▶ [TASK INSTRUCTIONS]
For the records shown below, return an exact copy that excludes the pictures.

▶ [INPUT]
####################

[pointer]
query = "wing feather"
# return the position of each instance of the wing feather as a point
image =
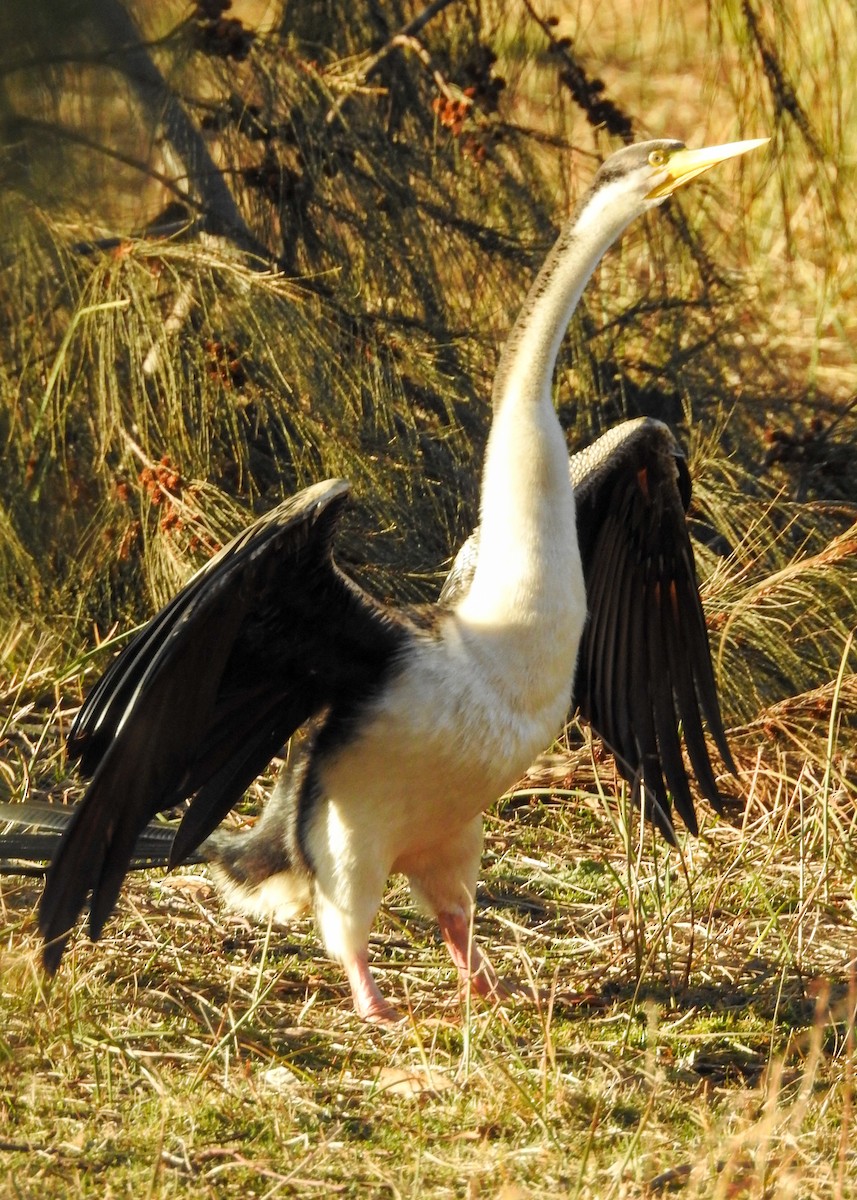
(645, 678)
(264, 636)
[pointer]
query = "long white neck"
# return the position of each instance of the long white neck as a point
(528, 561)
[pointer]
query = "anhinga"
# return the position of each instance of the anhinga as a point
(418, 719)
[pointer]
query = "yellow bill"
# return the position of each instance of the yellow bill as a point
(685, 165)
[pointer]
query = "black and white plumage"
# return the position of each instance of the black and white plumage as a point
(643, 666)
(418, 720)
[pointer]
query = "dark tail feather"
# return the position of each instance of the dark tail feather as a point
(30, 835)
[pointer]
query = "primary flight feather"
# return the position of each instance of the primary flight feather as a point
(417, 720)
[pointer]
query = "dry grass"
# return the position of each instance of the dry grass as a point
(694, 1025)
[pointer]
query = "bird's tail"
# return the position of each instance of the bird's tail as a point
(30, 834)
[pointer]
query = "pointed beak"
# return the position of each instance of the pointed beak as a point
(687, 165)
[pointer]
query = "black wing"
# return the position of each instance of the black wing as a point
(645, 673)
(265, 635)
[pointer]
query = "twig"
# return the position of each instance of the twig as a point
(403, 36)
(163, 108)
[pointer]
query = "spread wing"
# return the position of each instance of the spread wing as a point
(645, 678)
(265, 635)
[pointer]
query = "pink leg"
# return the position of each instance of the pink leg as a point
(369, 1002)
(474, 971)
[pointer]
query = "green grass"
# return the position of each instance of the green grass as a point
(693, 1029)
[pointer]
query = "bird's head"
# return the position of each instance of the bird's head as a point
(645, 174)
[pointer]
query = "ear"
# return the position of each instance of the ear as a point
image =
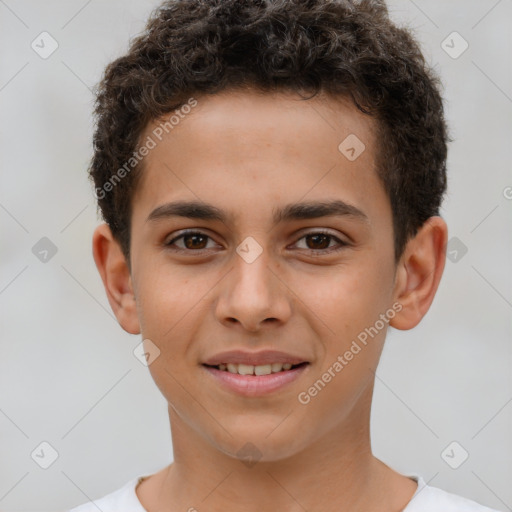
(116, 278)
(419, 272)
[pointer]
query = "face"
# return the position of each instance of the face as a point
(251, 270)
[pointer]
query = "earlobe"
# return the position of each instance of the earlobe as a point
(116, 278)
(419, 272)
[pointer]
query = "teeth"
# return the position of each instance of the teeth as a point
(249, 369)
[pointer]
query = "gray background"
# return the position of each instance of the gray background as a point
(67, 372)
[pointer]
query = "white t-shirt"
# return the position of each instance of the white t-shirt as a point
(425, 499)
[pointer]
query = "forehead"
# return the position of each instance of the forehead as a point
(246, 147)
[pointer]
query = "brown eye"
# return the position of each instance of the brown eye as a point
(192, 240)
(320, 241)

####################

▶ [ANSWER SECTION]
[pointer]
query = "wing feather"
# return the position of each instance of the wing feather as a point
image =
(645, 678)
(264, 636)
[pointer]
query = "long white neck"
# return the position of each instance of the long white neck as a point
(528, 561)
[pointer]
query = "anhinga"
# return the position of each instance of the anhinga as a point
(418, 719)
[pointer]
query = "yellow bill"
# return the position of each instance of the yellow bill as a point
(685, 165)
[pointer]
query = "black and white plumage"
# return the position of each instance of the black and white plumage as a point
(643, 666)
(418, 720)
[pointer]
query = "dark tail feather"
# return the position of each instance of the dark tail feather as a point
(30, 835)
[pointer]
query = "primary flight feather"
# return the position of each instance of the primary flight feather as a point
(417, 720)
[pointer]
query = "dry grass"
# return the position of each instance of the dry grass as a point
(694, 1025)
[pointer]
query = "bird's tail"
# return the position of each instance of the bird's tail as a point
(30, 834)
[pointer]
query = "pointed beak"
# return the position of each instance of the pointed beak as a point
(687, 165)
[pointer]
query = "black wing"
# return the position of each instance of the black wing as a point
(645, 673)
(265, 635)
[pointer]
query = "twig"
# return the position of each instance of the twig as a point
(403, 36)
(163, 108)
[pointer]
query = "spread wing"
# return the position of each instance of the spread wing as a point
(645, 678)
(265, 635)
[pointer]
query = "pink leg"
# return the position of each instance of the pink leg as a point
(369, 1002)
(474, 971)
[pointer]
query = "green grass"
# return the position of each instance of the green grass as a point
(693, 1029)
[pointer]
query = "bird's head"
# return the position of each instance of the bird's head as a point
(645, 174)
[pointer]
query = "ear"
# return the position of each instance of the ear as a point
image =
(116, 278)
(419, 272)
[pointer]
query = "face"
# return the position of each instance of the face as a point
(251, 270)
[pointer]
query = "earlobe"
# return the position of each instance of the earlobe as a point
(116, 278)
(419, 272)
[pointer]
query = "teeth"
# return the position of each instance of the teeth as a point
(249, 369)
[pointer]
query = "gray background"
# return the position of each instance of the gray background as a point
(67, 372)
[pointer]
query = "white t-shirt"
# return the position of each instance of the white t-shirt as a point
(425, 499)
[pointer]
query = "forehead"
# return the position of each instance of the forehead as a point
(246, 147)
[pointer]
query = "brown eye"
# return the position of each instance of the brown eye as a point
(192, 240)
(320, 241)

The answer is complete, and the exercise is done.